Document extract

----------

Williams wrote another puzzle book with a bee theme; the puzzle was to figure out the title of the book and represent it without using the written word. This competition ran for just a year and a day and the winner was revealed on the live
BBC TV chatshow Wogan.

In 1985, Kit Williams designed the Wishing Fish Clock, a centrepiece of the Regent Arcade shopping centre in
Cheltenham, Gloucestershire, England. Over 45 feet tall, the clock features a duck that lays a never-ending stream of golden eggs and includes a family of mice that are continually trying to evade a snake sitting on top of the clock. Hanging from the base of the clock is a large wooden fish that blows bubbles every half hour. Catching one of these bubbles entitles you to make a wish, hence the name of the clock.

Other clocks designed by Williams can be found in
Telford Shopping Centre and in the Midsummer Place section of Central Milton Keynes Shopping Centre.

Williams was also involved in the design of the Dragonfly Maze in
Bourton-on-the-Water, Gloucestershire, England, which comprises a yew maze with a pavilion at the centre. The object is not only to reach the pavilion, but to gather clues as one navigates the maze. Correctly interpreting these clues when one reaches the pavilion allows access to the maze's final secret.

----------

Listing
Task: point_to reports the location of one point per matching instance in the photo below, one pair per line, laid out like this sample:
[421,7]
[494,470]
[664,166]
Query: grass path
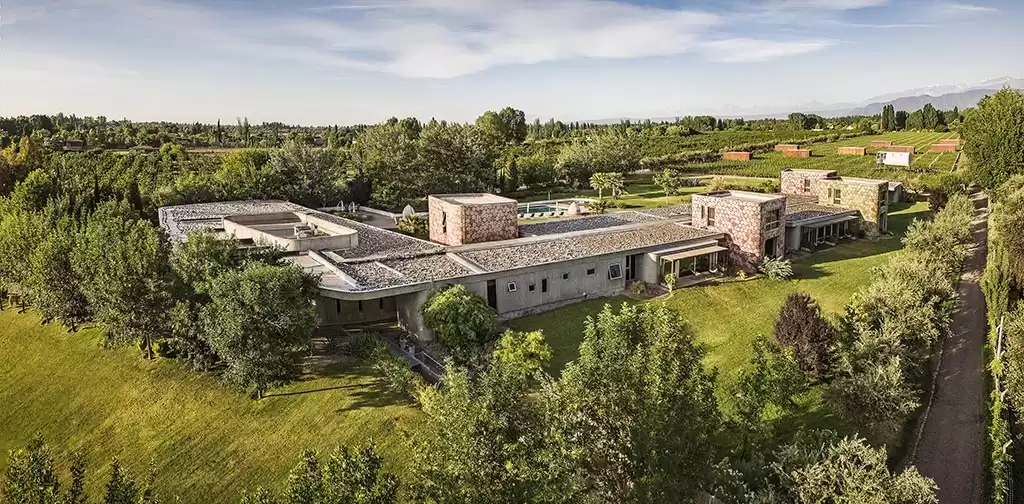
[208,442]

----------

Brief
In two sentences, what does the text about Kit Williams's designs describe? The lines are separate material, unrelated to the text about Kit Williams's designs.

Task output
Williams wrote a bee-themed puzzle book whose title had to be worked out and represented without the written word, and in 1985 he designed the Wishing Fish Clock in Cheltenham's Regent Arcade, where catching a bubble from its wooden fish entitles you to make a wish. He also designed clocks in Telford Shopping Centre and Central Milton Keynes Shopping Centre, and he was involved in designing the Dragonfly Maze in Bourton-on-the-Water, where correctly interpreting clues gathered along the way gives access to the maze's final secret at its central pavilion.